Dataset:
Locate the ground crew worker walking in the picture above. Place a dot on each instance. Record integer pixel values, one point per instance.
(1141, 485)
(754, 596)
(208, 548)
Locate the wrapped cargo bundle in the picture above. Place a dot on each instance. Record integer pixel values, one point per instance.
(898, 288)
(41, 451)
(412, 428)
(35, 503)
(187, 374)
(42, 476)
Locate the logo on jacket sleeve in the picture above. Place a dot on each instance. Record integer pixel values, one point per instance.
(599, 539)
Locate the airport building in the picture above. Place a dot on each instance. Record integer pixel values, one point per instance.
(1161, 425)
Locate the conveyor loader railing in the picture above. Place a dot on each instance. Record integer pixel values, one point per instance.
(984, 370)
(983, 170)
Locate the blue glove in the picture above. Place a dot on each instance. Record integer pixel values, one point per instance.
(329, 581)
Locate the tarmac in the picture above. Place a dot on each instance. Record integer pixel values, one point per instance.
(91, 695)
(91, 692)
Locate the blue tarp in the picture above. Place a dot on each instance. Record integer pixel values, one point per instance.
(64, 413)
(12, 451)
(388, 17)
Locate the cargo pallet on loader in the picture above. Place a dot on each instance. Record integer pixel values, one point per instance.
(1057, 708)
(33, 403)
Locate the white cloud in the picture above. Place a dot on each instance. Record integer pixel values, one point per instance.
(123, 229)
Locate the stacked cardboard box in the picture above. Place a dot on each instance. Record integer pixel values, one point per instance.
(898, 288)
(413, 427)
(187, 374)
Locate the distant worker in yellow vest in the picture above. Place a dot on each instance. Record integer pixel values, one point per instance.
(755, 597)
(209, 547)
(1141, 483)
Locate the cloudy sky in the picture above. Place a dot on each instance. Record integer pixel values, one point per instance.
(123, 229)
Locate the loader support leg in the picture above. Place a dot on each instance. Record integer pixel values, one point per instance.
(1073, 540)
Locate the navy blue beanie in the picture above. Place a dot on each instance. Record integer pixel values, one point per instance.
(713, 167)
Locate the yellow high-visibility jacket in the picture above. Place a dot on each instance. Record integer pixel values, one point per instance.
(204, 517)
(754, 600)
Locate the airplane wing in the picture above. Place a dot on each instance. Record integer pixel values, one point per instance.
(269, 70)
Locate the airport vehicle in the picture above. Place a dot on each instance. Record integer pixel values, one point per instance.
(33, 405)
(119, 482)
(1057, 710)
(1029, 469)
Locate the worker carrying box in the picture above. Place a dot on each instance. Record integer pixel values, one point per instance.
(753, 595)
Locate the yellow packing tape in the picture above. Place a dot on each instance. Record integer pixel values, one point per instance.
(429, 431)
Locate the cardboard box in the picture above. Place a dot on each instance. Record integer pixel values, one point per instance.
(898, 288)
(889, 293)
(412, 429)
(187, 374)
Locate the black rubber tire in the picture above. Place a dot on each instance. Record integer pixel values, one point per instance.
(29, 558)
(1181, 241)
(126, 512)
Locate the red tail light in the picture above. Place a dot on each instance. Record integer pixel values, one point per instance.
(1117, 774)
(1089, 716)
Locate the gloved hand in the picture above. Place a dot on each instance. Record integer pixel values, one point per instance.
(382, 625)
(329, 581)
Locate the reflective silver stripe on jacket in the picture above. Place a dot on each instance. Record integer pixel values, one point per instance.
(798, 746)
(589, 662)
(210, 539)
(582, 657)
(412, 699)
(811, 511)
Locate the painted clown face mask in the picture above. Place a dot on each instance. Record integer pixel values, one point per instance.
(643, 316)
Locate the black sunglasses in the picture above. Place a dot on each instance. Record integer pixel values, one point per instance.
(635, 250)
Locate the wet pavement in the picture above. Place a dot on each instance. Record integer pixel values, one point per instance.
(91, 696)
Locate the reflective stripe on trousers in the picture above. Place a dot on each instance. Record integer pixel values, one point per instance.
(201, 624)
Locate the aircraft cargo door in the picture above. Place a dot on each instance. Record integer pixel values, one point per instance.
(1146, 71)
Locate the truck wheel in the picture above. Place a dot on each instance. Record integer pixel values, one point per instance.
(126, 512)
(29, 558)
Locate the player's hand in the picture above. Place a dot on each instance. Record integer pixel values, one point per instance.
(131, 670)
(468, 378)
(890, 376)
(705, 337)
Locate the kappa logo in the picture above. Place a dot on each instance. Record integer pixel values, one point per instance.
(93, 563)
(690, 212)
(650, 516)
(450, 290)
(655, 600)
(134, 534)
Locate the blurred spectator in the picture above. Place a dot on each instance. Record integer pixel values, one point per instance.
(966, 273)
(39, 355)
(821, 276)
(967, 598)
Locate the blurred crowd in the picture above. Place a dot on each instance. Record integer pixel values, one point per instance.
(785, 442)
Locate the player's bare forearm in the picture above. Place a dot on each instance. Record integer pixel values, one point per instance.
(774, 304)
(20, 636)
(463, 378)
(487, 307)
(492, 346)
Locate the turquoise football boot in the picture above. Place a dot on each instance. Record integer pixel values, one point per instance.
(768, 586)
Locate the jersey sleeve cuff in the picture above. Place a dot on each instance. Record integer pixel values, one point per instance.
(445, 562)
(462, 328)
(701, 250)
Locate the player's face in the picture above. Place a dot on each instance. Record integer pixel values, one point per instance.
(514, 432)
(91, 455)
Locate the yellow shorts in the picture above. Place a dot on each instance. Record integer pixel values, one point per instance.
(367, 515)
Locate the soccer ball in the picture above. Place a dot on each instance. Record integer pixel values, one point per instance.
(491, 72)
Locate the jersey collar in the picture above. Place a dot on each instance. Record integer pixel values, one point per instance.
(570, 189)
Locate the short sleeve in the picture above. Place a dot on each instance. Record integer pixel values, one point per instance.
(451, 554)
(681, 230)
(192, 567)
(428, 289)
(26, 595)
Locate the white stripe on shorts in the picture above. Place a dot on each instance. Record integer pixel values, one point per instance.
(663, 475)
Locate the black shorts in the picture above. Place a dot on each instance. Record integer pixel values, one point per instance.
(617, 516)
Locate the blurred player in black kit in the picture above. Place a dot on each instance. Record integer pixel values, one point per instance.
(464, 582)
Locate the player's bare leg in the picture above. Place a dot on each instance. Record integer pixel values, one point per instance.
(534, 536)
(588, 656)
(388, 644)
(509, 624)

Prompt: Repeat every row above verbatim, from the first through the last.

Solution:
Locate the ground crew worker walking in the picture above. Place a dot on each instance. Record integer pixel values, one point per instance.
(1141, 485)
(754, 596)
(208, 548)
Locate the wrapped cargo bundle in the picture above. Place a dot on each instance. Record integer pixel values, one point per instance.
(898, 288)
(41, 451)
(412, 428)
(35, 503)
(187, 374)
(42, 476)
Locate the logo on jacket sleeve in the picture above. Place a dot on each instance. Record integer pixel values, one point per instance.
(599, 539)
Locate the airport building in the picture above. Place a dot on each instance. Record integer pixel values, one point per instance.
(1161, 425)
Locate the conveyor loader railing in the picture above. Place a dot on each instance. Record integer pixel values, one point per instance.
(984, 370)
(983, 170)
Locate the blue glove in the picture above. Place a dot on each instance. Record integer pixel values, one point per instance.
(329, 581)
Locate the tarmac in the picture above. Place a dot on each instance. Record integer pixel values, one point per instance.
(91, 695)
(91, 692)
Locate the blue tarp in the picture above. Place a dot on each instance. Record integer pixel values, one point per instance.
(64, 413)
(12, 451)
(388, 17)
Locate the cargo pallet on loader in the picture above. Place a dot on each instance. Record integer pixel values, one point per instance.
(1057, 708)
(33, 403)
Locate the white cloud in the picture above. Place a dot on each instance. Record integer pixel values, one point per instance.
(123, 229)
Locate the stacked cardboard box in the picture above. Place a dot on each instance. Record integer pixel values, one point per instance.
(898, 288)
(413, 427)
(187, 374)
Locate the distant worker in yellow vest in the picture above. Place a dot on each instance. Record integer pixel values, one point per instance.
(755, 597)
(209, 547)
(1141, 483)
Locate the cloudy sky in the picture above. Place a dot on each instance. Record integer pixel values, one point per instance.
(123, 229)
Locate the loader support leg in the picture above. Place a dot on each instance. Record integer pixel values, one point per instance.
(1073, 540)
Locate the navy blue beanie in the picture above. Place a dot on each instance. Record integer pixel values, one point per instance.
(713, 167)
Locate the yellow high-visibility jacket in the picture above. Place a dot on each instance. Record integer pixel values, one point per instance.
(204, 517)
(754, 600)
Locate the airplane wing in the picture above. Place a dot on each instance. Record integer pixel values, one point per instance.
(269, 70)
Locate the airport vehicle in the picture above. Place a dot on each instance. Record integer pixel values, one point per instance.
(33, 405)
(119, 482)
(1057, 710)
(1029, 469)
Locate the worker carrying box in the picture above. Place a dot on each instance. Record integer pixel values, one point per instance.
(753, 595)
Locate the yellow packing tape in the picture above. Place a dot on each instance. Record integer pixel values, one point per instance.
(429, 431)
Locate the cardboard box in the picture above. Place a dot on each instance. Record integer pixel values, one point per instance.
(898, 288)
(889, 293)
(412, 429)
(187, 374)
Locate the black rubber tire in the picture above. Place a dot on each instance. Record integer pixel values, one point per instance.
(29, 558)
(1181, 241)
(126, 512)
Locate the red tail light in the picture above. Place a dot on each instance. Record integer pixel values, one point per instance.
(1117, 774)
(1089, 716)
Locate the gloved hand in the picture above. Place a dot on each instance. Record integer pixel values, one point per instance.
(382, 625)
(329, 581)
Locate the reflective silver stripe on jacket in the picture above. Place a dot on each instance. Record integer pixel values, one point per instance.
(798, 746)
(589, 662)
(210, 539)
(582, 657)
(412, 699)
(811, 511)
Locate the painted clown face mask in the picture above. Place a dot on each instance. Record integer pixel values, one point per instance.
(643, 316)
Locate the black sunglasses in the picture above. Place a dot on each instance. Record integer pixel values, one point per instance.
(635, 250)
Locate the wet pavement in the picture above. Place a dot on each instance. Record integer pixel values, one point per instance.
(91, 696)
Locate the reflective stripe on trousers in the picture above. Place a dot on each instance. Record integer pixel values, one point per instance.
(201, 624)
Locate the aircraft cargo door in the picture above. Place a dot on each instance. Record integer pixel values, one point per instance.
(1146, 71)
Locate the truck wheel in the picture above. Place a dot on each instance. Record integer pixel values, one point per instance.
(126, 512)
(29, 558)
Locate the player's hand in the picture above. Place a dot on each instance. Record integer pixel values, one point per instance.
(131, 670)
(468, 378)
(890, 376)
(705, 337)
Locate the kappa logo in the picture above. Place a dot on each instance. Record integer pixel values, one point per instance.
(93, 563)
(690, 212)
(650, 516)
(450, 290)
(655, 600)
(134, 534)
Locate the blurred spectator in the picture above. Place a dot on each instance. Record integer pixel values, one point per instance.
(966, 273)
(39, 355)
(821, 276)
(967, 598)
Locate the blurred crowd in the picture above. Place a dot on each instance. Record integer pixel values, one point per instance.
(785, 442)
Locate the player's bare forearm in the picture above. Place a dot on each instance. Record integer pixel values, one point per instance.
(774, 304)
(20, 636)
(463, 378)
(487, 307)
(492, 346)
Locate the turquoise football boot in the picture above. Place a dot on each instance. Record integer pixel values, one point per instance.
(768, 586)
Locate the jersey sleeve cuff in the picture above. Place a dot on each instance. Record integer pixel values, one point per instance.
(445, 562)
(462, 328)
(701, 250)
Locate the player's face in the picture above. Place a dot on each instance. Record integer pixel values, one point per instance.
(514, 432)
(91, 455)
Locate the yellow shorts in the picture above. Place a dot on each instance. Record integer pixel values, one point per instance.
(367, 515)
Locate the soccer ball in the picture above. Place a dot on each instance. Record integer pixel values, one point per instance.
(491, 72)
Locate the jersey collar in the picture above. Place a dot on each instance. Record integer pixel values, one point per instance.
(570, 189)
Locate the short sleeve in the picture above. Place a dot on each instance. Record integer pixel values, one point per instance.
(451, 554)
(681, 230)
(192, 567)
(428, 289)
(26, 595)
Locate the white stripe on shorts in the picture above. Place a dot on each instance. Record integer pixel values, one point per instance.
(663, 475)
Locate the black shorts in the picture above. Place a dot on each instance. Record integer pixel values, one point per instance.
(617, 516)
Locate the blurred player in black kit in the picture above. Place a dot on each instance. Record integer pixel values, one point per instance.
(464, 582)
Locate the player's bare leg in the picture above. Place a dot on each instance. Record integer pixel values, one point per instance.
(534, 536)
(588, 656)
(388, 644)
(509, 624)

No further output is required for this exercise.